** start Passage to read **
A blog by Luke Akehurst about politics, elections, and the Labour Party - With subtitles for the Hard of Left. Just for the record: all the views expressed here are entirely personal and do not necessarily represent the positions of any organisations I am a member of.

Monday, July 19, 2010

A surfeit of Chairs

Jon Cruddas has announced that Labour should have an elected Chair: http://www.bbc.co.uk/news/uk-politics-10676702

I'm not sure I understand why we need the "Party Chair" role at all. It was set up by Tony Blair, presumably because he wanted greater control over the party machine but was not much interested in his later period in getting involved in organisational matters himself. This was amid some controversy as the new post was a) appointed by the party leader, not elected and b) there was already a Labour Party Chair, a post held for one year at a time in rotation based usually on seniority by a member of the NEC (currently Ann Black).

My memory is of all the incumbents of the post Blair created actually doing the job of being campaigner-in-chief rather well despite the lack of legitimacy implicit in the way they were appointed.

The situation has since been muddled as Harriet Harman is both the elected Deputy Leader and the appointed Party Chair.

My feeling is that this is one position more than we as a Party need. It's existence as an appointed position undermines the authority and status of the General Secretary, who should be in full command of Labour's campaign machine - the way in which we have repeatedly had cabinet ministers trying to run General Election campaigns in their spare time is ridiculous - as politicians they are (often talented and experienced) amateurs who should stick to being the public face of the campaign, not be interfering in the running of it which should be left to the professional staff.

If it was an elected position it would undermine the political authority of the Leader and Deputy Leader as the holder could claim they had an alternative and rival mandate, or the election for it could be used as a dress rehearsal for future leadership elections, as the Treasurer post was in the 1950s and 1960s. The only way round this would be to ban MPs from holding the post of Chair.

As I cannot think of any value that would be added by the creation of this new elected position, and the old appointed one is clearly undemocratic, I would suggest that the post of Party Chair be abolished and it's responsibilities divided up as follows:
  • General Secretary to have their control over election campaigns and organisation reasserted
  • Leader and Deputy Leader to focus more on building the party and campaigning, as we are not in power so presumably they don't have to spend time running the country
  • Chair of the NEC to take on any literal chairing functions and be voice of the party to the Leadership

Those MPs like Jon who are keen to contribute to the party's wider campaigning should be given a role encouraging and leading activity in groups of non-Labour-held seats - there is no need for them to take part in expensive OMOV ballots or be given fancy titles to enable them to do that.
** end Passage to read **
** start Given records **
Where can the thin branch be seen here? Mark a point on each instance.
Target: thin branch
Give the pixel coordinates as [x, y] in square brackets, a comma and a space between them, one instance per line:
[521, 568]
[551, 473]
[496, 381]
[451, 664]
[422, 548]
** end Given records **
Tasks for this exercise:
1. Please write out the part of the blog post on the Labour Party Chair that starts with "The situation has" and goes on through "the professional staff.".
2. Lay out every line of the rows above as a Markdown table with the columns Number and Line, giving each line its number and leaving out blank lines.

Results for each task:
1.
The situation has since been muddled as Harriet Harman is both the elected Deputy Leader and the appointed Party Chair.

My feeling is that this is one position more than we as a Party need. It's existence as an appointed position undermines the authority and status of the General Secretary, who should be in full command of Labour's campaign machine - the way in which we have repeatedly had cabinet ministers trying to run General Election campaigns in their spare time is ridiculous - as politicians they are (often talented and experienced) amateurs who should stick to being the public face of the campaign, not be interfering in the running of it which should be left to the professional staff.

2.
| Number | Line |
|---|---|
| 1 | Where can the thin branch be seen here? Mark a point on each instance. |
| 2 | Target: thin branch |
| 3 | Give the pixel coordinates as [x, y] in square brackets, a comma and a space between them, one instance per line: |
| 4 | [521, 568] |
| 5 | [551, 473] |
| 6 | [496, 381] |
| 7 | [451, 664] |
| 8 | [422, 548] |